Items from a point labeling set
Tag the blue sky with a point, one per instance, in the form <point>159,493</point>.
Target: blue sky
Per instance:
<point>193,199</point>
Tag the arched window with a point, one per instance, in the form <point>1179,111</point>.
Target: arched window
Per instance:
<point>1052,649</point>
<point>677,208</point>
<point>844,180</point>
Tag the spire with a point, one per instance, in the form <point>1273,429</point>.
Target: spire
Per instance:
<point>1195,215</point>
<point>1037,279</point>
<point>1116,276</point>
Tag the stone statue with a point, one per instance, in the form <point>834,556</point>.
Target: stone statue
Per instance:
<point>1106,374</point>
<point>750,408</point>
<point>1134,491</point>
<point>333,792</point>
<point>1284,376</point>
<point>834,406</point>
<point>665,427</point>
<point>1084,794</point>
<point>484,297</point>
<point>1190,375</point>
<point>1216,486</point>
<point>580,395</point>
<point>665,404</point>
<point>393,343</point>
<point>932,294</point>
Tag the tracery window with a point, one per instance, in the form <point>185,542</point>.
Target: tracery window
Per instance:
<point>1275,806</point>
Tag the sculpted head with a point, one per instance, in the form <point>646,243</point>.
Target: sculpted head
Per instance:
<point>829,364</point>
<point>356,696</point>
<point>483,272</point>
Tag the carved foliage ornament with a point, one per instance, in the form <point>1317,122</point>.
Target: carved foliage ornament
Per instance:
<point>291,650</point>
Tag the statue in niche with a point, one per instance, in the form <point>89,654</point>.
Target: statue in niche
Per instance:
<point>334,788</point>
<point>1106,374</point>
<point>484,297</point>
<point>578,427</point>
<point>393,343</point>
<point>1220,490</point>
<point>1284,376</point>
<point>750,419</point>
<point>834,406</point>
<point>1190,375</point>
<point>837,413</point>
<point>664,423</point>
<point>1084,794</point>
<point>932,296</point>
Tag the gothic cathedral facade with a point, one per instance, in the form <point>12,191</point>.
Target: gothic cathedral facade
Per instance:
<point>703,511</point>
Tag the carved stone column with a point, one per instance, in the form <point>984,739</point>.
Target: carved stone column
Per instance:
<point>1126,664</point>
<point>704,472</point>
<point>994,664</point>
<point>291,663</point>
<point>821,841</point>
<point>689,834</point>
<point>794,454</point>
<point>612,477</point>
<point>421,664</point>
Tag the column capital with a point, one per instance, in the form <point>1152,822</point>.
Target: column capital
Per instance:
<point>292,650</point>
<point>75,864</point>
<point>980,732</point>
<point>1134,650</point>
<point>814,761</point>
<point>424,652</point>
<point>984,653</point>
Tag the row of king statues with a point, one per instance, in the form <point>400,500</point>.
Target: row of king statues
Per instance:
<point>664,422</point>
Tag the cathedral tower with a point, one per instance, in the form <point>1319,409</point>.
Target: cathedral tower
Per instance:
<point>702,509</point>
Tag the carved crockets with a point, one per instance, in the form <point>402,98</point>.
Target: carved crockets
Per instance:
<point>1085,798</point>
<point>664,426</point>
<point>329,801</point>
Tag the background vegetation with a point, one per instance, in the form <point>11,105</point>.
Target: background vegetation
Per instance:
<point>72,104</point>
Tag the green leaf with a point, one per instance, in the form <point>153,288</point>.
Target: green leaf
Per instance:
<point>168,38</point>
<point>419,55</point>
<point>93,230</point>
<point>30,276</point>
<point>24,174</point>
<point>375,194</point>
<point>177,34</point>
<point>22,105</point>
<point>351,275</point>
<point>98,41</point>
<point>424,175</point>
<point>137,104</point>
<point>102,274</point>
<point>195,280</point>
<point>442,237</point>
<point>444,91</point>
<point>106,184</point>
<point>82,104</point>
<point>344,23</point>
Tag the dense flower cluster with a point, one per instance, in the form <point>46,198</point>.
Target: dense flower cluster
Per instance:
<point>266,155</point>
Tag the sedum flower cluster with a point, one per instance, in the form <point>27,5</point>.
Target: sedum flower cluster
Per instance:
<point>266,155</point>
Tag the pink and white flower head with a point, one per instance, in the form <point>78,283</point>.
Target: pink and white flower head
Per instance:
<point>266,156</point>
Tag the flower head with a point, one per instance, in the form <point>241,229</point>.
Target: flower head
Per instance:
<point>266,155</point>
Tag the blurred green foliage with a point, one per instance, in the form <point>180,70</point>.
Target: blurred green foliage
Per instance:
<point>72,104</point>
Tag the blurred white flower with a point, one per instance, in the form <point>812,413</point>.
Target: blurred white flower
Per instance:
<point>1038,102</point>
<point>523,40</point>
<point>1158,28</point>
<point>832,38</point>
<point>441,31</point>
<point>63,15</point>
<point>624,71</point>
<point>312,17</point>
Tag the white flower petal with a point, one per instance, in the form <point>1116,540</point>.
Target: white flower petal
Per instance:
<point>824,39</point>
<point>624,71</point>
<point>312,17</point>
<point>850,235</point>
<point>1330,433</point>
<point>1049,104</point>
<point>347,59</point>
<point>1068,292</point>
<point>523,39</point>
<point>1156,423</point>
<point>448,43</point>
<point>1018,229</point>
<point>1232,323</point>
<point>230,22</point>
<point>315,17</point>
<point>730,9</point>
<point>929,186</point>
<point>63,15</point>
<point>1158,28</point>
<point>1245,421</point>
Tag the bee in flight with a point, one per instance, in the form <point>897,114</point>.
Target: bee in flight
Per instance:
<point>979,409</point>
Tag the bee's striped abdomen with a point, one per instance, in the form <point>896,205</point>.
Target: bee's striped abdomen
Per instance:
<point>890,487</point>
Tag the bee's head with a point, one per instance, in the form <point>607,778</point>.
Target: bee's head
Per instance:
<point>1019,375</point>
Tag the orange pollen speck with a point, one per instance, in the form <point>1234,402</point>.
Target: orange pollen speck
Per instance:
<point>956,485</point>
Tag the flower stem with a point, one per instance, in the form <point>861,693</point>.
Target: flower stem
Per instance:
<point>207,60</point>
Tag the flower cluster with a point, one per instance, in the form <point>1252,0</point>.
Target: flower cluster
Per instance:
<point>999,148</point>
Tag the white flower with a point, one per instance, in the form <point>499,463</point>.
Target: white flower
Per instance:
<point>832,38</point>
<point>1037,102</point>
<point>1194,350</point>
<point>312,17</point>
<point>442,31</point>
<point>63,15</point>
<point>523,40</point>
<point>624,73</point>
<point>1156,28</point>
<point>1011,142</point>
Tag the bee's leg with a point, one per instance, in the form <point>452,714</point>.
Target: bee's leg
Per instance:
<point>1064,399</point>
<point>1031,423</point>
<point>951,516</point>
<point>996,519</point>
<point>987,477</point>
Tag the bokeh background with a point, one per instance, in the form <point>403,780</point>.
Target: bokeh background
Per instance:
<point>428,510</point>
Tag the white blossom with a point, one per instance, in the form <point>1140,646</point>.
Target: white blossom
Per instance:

■ What the exercise asks
Scale the items above by 2.6, starting with the line that contains "Tag the green" and going on through the line that contains "<point>1245,421</point>", both included. Repeat every line with its request, multiply only the point coordinates in the answers and round them to whole numbers with halves going up.

■ Problem solution
Tag the green leaf with a point, one per instance, in the form <point>153,288</point>.
Target: green leaf
Per instance:
<point>437,99</point>
<point>1089,143</point>
<point>242,598</point>
<point>78,718</point>
<point>62,452</point>
<point>975,504</point>
<point>460,88</point>
<point>57,273</point>
<point>913,715</point>
<point>255,107</point>
<point>1102,455</point>
<point>356,270</point>
<point>265,712</point>
<point>507,728</point>
<point>1149,616</point>
<point>1154,237</point>
<point>276,478</point>
<point>213,270</point>
<point>894,60</point>
Tag the dense flower cluster with a point, one per instance, in the form <point>46,198</point>.
Target: dense flower cluster
Per instance:
<point>692,403</point>
Tag the sedum flower cluster with a point, one per instance, in the form <point>27,5</point>.
Target: sedum flower cluster
Per instance:
<point>692,403</point>
Tag the pink and white flower head with a point, one per instance, in the form <point>78,283</point>.
Target: pink and white flower head
Per instance:
<point>692,406</point>
Tag the flower head with a point, one per instance, in the form <point>241,229</point>.
Target: flower head
Per instance:
<point>692,403</point>
Tag the blurred green foliage with a point, one per instance, in the form <point>180,70</point>.
Target: blurred green foliage
Per instance:
<point>187,270</point>
Tag the blurred white flower with a point, one per instance, in the form <point>812,413</point>.
Target: blurred white flower
Per instance:
<point>2699,265</point>
<point>1360,104</point>
<point>3011,73</point>
<point>2163,99</point>
<point>1147,81</point>
<point>164,39</point>
<point>1622,185</point>
<point>811,44</point>
Tag the white flower petal with a point, one per instance, in the form <point>1116,540</point>.
Target: white flower petal
Per instance:
<point>2142,101</point>
<point>1622,185</point>
<point>811,44</point>
<point>2210,611</point>
<point>3458,1126</point>
<point>2727,270</point>
<point>902,153</point>
<point>2777,759</point>
<point>1360,101</point>
<point>3006,1100</point>
<point>1165,112</point>
<point>2647,595</point>
<point>3203,840</point>
<point>598,57</point>
<point>819,44</point>
<point>1898,23</point>
<point>2415,484</point>
<point>164,39</point>
<point>3011,73</point>
<point>3237,1095</point>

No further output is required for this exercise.